* _Passage provided_:

.....

The other fusion technique is done entirely from the front. The disc is removed and the bone graft is placed between the vertebrae [Click here to learn more about this procedure, Anterior Lumbar Interbody Fusion (ALIF)]. This procedure has been made possible by several advancements. One of which is the LT-CAGE® Lumbar Tapered Fusion Device that is used to treat certain types of disc disease. This device is a threaded cage with holes in the middle as well as on the end. The cage is placed between the vertebrae and is designed for bone to be placed inside it and allow the bone to grow between the two vertebrae.
The benefit of the posterior instrumentation is that it is very strong and rigid. The down side is that it requires significant elevation of spinal muscles. Because there are a lot of muscles on the back of the spine, during a posterior approach we often have to detach them in order to gain access to the disc space. This muscle detachment can sometimes cause problems. Another complication of a posterior approach is that surgeons have to disrupt the facet joints. These are the joints that allow for bending and extending of the spine.

.....

* _Data excerpts_:
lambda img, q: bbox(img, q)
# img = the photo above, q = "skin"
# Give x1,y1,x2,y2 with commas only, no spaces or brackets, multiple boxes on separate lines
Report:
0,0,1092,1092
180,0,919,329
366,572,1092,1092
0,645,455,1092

.....

* _Problems to solve_:
1. Decide whether each statement agrees with the spinal fusion passage, answering yes or no and quoting the words of the passage that settle it: (a) the LT-CAGE device is a threaded cage with holes; (b) a posterior approach leaves the facet joints undisturbed; (c) posterior instrumentation is very strong and rigid.
2. Please write what comes next in the spinal fusion passage, starting after its last sentence.
The records are separate material, unrelated to the spinal fusion passage.

* _Answers to this exercise_:
1.
(a) Yes: "This device is a threaded cage with holes in the middle as well as on the end."
(b) No: "Another complication of a posterior approach is that surgeons have to disrupt the facet joints."
(c) Yes: "The benefit of the posterior instrumentation is that it is very strong and rigid."

2.
Though it is still appropriate to do a spinal fusion with instrumentation from the back, we now feel that if we can avoid it, patients benefit from the lack of some of the potential complications. One of the major complications of the posterior approach is the need for autograft bone. Autograft bone is a bone graft taken traditionally from the pelvis or the iliac crest of the patient. In order to obtain the graft, an incision is made over the pelvis and part of the bone is removed with either chisels or different awls. The reason for taking the autograft is that it is very effective and is the gold standard for use in fusion surgery that we have had to date. The problem with the removal of this bone is that it can be very painful. In fact, around 25% of patients who have had this bone graft procedure have some sort of chronic pain associated with the graft site after surgery.
However, there is now a new product, which allows us to avoid the pain associated with harvesting that bone graft. INFUSE® Bone Graft, used in combination with the LT-CAGE® Device, is a recombinant protein product, commonly known as BMP. BMP is a substance, found naturally in our bodies, which is believed to stimulate the primitive cells in the blood stream and turns them into osteoblasts. Osteoblasts are little cells that make up bone. The exciting thing about INFUSE® Bone Graft is that surgeons can now avoid the problem associated with harvesting the bone from the pelvis by using this new substance implanted in the LT-CAGE® Device.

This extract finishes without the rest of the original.